▶ Document extract:
* start *
How can you ask someone if they would like or need something if they are very entrenched with how your product currently works?
Asking someone if they want something is like outsourcing your work. It’s the product development team’s job to figure it out based on needs, behaviour, hacks and other data.
There is the alleged Henry Ford quote around if you ask what people want they will ask for “faster horses”.
To sum it up our challenges were -
Validating an entirely new concept with our customer base. They are very accustomed to the current product. Customers are less likely to think about a new way of working if they are very familiar with our product. Many have a mature and highly embedded setup based on our current product features. If they were thinking about this new way of working, they would either be using a substitute product either wholly or partially.
This new concept could change how our organisation thinks about and organises its services. there’s a potential to have a big impact on the corporate strategy and other products.
Working on a high visibility project with multiple stakeholders, with their own opinions.
* end *
▶ Instructions for the task: Can you pull the stretch from "To sum it up" through "and other products." out of the passage on validating a new product concept, word for word?

▶ Listed records:
* start *
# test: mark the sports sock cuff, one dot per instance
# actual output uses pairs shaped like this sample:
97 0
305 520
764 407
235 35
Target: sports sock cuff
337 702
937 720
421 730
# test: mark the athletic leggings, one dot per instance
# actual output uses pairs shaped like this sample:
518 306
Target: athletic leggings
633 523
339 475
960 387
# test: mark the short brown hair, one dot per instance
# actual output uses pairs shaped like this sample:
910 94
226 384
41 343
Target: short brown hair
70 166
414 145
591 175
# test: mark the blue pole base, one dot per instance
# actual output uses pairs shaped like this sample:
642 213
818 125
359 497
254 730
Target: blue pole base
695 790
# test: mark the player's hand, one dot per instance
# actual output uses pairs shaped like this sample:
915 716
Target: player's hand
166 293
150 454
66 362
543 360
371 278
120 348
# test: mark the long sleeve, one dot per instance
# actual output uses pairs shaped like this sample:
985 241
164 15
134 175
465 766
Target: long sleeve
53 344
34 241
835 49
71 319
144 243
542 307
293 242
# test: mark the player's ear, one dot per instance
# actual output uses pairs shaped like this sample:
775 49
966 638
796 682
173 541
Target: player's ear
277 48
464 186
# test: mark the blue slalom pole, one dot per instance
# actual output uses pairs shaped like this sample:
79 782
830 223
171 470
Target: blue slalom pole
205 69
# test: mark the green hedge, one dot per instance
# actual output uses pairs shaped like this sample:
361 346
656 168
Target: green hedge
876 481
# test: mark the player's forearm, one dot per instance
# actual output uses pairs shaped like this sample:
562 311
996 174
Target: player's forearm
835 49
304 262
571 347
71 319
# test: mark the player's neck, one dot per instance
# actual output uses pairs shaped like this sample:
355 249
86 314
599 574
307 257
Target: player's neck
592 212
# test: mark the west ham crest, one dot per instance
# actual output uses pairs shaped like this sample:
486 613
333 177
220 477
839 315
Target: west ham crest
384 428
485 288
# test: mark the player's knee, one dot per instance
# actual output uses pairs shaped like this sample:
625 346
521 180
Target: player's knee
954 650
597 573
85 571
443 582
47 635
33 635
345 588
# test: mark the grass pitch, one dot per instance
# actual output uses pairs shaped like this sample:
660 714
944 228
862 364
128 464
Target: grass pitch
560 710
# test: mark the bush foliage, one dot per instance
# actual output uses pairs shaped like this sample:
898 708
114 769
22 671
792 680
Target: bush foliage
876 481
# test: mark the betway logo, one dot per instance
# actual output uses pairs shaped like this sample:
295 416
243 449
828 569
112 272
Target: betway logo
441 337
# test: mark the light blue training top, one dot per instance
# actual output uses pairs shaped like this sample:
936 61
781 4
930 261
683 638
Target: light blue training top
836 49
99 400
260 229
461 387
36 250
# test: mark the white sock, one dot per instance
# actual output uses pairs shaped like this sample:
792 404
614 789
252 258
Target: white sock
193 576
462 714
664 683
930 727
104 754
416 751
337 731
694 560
* end *
▶ Response to the task:
To sum it up our challenges were -
Validating an entirely new concept with our customer base. They are very accustomed to the current product. Customers are less likely to think about a new way of working if they are very familiar with our product. Many have a mature and highly embedded setup based on our current product features. If they were thinking about this new way of working, they would either be using a substitute product either wholly or partially.
This new concept could change how our organisation thinks about and organises its services. there’s a potential to have a big impact on the corporate strategy and other products.